• _작업 지시_
아래 자료에서 문자열 "silver"를 포함한 줄을 모두 골라내어 옮겨 적으시오. 대소문자는 구분한다.

• _자료 발췌_
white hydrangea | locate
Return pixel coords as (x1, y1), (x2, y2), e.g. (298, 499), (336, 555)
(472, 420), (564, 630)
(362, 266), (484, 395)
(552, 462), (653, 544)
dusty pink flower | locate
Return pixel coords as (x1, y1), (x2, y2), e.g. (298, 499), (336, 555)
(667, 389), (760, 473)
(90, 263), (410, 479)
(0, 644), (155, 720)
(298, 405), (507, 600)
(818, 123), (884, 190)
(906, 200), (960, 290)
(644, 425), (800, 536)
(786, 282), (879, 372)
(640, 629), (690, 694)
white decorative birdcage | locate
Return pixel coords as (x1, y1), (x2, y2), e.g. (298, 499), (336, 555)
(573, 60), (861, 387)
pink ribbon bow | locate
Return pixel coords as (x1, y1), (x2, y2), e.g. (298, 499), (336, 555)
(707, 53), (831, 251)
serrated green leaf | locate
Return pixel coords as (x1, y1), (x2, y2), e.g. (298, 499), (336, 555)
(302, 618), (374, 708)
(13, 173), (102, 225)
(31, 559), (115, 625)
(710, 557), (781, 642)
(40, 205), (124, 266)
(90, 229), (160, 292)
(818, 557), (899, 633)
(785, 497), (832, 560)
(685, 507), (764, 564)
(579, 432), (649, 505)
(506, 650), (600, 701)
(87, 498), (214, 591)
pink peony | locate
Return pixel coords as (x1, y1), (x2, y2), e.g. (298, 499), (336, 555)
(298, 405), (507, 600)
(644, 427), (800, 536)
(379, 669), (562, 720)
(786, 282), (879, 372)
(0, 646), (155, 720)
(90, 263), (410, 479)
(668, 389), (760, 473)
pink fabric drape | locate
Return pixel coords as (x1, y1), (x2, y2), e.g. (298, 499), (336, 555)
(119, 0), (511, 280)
* * *
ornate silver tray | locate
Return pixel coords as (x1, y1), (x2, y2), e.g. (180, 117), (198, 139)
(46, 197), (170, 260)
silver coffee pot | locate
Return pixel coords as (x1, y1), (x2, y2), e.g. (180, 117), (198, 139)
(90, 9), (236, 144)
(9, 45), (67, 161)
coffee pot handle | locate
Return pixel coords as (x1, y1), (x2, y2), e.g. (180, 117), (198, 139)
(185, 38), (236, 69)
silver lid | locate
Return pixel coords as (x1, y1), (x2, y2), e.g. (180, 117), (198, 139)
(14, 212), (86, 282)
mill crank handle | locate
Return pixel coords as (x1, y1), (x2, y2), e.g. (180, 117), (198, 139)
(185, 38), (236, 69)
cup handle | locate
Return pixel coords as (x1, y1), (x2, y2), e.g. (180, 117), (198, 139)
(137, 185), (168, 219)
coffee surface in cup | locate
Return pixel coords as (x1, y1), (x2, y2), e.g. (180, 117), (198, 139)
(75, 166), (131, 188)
---
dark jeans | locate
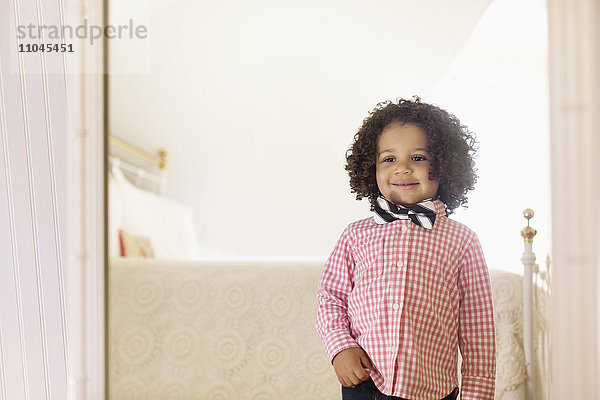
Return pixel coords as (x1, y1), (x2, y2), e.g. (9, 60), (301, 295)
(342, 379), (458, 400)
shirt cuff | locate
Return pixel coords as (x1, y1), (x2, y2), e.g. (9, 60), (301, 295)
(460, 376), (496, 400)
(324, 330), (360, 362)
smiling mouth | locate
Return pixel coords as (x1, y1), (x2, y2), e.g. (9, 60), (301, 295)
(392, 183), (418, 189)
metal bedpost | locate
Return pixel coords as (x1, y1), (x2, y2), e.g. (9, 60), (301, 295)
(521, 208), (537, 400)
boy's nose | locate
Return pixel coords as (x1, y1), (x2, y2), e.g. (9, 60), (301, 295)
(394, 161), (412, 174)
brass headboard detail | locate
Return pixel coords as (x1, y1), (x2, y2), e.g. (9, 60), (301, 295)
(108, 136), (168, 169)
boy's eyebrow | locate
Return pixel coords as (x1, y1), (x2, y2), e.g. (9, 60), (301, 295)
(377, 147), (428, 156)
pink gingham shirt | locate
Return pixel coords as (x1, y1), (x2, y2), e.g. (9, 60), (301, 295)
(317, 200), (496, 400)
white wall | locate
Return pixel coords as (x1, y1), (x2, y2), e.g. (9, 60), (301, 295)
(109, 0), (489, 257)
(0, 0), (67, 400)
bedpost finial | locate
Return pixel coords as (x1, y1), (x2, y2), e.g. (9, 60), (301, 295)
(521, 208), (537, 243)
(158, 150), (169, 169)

• _문제 풀이_
ornate silver tray | locate
silver coffee pot | locate
silver lid | locate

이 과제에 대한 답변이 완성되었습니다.